- Opening Delimiter -
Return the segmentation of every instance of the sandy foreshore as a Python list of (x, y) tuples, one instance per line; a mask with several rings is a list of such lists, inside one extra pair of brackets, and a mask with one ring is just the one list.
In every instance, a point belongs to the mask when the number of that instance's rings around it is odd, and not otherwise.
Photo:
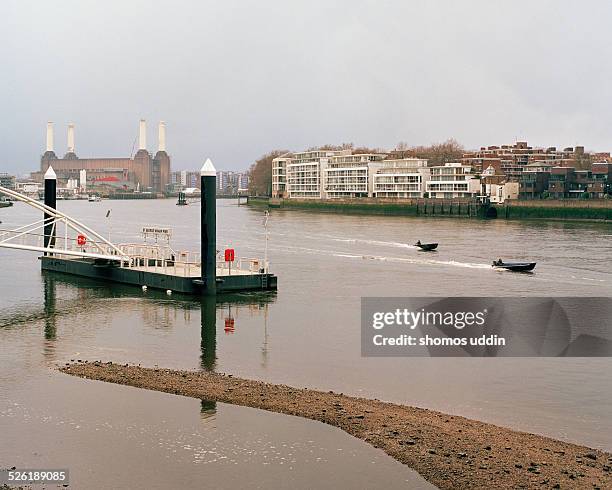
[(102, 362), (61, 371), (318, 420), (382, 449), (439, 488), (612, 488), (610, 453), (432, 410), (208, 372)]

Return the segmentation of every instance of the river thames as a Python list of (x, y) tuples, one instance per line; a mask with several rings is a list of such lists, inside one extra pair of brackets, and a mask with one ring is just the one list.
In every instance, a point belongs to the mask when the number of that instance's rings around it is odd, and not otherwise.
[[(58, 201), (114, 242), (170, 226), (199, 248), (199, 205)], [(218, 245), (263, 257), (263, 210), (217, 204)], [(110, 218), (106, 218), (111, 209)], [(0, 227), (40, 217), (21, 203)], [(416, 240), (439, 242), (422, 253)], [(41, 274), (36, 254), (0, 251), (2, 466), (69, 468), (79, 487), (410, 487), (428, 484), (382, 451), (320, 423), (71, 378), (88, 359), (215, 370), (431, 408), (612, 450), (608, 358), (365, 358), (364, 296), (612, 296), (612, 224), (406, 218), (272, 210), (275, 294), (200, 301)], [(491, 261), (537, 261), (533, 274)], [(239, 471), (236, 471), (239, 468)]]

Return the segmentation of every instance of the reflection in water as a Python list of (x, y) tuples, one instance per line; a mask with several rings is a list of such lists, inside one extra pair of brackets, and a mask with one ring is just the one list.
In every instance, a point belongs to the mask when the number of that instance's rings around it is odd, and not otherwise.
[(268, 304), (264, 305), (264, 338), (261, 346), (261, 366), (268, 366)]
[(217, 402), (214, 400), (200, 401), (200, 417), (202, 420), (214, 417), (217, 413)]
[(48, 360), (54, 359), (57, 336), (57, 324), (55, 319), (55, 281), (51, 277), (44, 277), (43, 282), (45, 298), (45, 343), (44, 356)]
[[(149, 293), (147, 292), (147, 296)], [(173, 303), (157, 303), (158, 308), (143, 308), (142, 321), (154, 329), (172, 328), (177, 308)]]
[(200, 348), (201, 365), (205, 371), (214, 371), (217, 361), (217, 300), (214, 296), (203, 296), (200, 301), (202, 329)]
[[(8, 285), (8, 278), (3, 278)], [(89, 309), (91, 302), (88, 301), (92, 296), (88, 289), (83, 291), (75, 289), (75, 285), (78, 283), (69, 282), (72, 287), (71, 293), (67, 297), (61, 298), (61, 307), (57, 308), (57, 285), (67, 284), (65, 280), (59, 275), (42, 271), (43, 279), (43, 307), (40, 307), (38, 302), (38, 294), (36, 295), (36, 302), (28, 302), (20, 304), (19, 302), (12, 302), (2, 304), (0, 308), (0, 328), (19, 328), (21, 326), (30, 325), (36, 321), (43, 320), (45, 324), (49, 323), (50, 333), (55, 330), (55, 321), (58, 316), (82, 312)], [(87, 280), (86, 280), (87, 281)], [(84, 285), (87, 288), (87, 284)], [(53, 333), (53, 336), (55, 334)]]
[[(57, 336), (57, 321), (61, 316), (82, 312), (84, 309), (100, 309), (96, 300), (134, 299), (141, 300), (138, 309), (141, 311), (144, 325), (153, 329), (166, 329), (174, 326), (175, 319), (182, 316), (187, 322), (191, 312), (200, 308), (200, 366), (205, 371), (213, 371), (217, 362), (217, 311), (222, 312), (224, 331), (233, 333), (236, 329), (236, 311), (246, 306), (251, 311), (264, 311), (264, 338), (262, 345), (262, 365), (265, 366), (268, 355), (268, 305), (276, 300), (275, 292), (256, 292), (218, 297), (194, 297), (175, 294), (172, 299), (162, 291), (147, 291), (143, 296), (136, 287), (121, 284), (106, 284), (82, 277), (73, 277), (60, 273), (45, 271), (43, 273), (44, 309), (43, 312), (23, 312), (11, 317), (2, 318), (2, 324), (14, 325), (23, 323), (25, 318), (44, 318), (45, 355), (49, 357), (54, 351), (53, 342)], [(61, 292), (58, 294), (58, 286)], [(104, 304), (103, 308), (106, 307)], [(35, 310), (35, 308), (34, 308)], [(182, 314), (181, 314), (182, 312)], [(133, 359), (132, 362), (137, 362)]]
- Closing Delimiter -
TASK PROMPT:
Your reply should consist solely of the lines above, from the opening line through the line with "Return the segmentation of every instance of the river", reproduced exactly and without pictures.

EXERCISE ANSWER:
Return the segmentation of every instance of the sandy foreshore as a Python list of (x, y) tuples, one instance per line; a mask with several rings is a list of such lists, inside one extra pair of brackets, and a mask with one ring is just the one list.
In every instance, a point belongs to the mask when the number of that instance's rings around it is odd, and not otherwise.
Photo:
[(102, 362), (61, 371), (318, 420), (382, 449), (439, 488), (612, 488), (610, 453), (432, 410), (208, 372)]

Return the segmentation of every instance of the river thames as a Python list of (x, y) tuples, one instance per line; a mask with several rings is a list of such lists, inside one extra pair of brackets, and a mask with one ring is just the one list.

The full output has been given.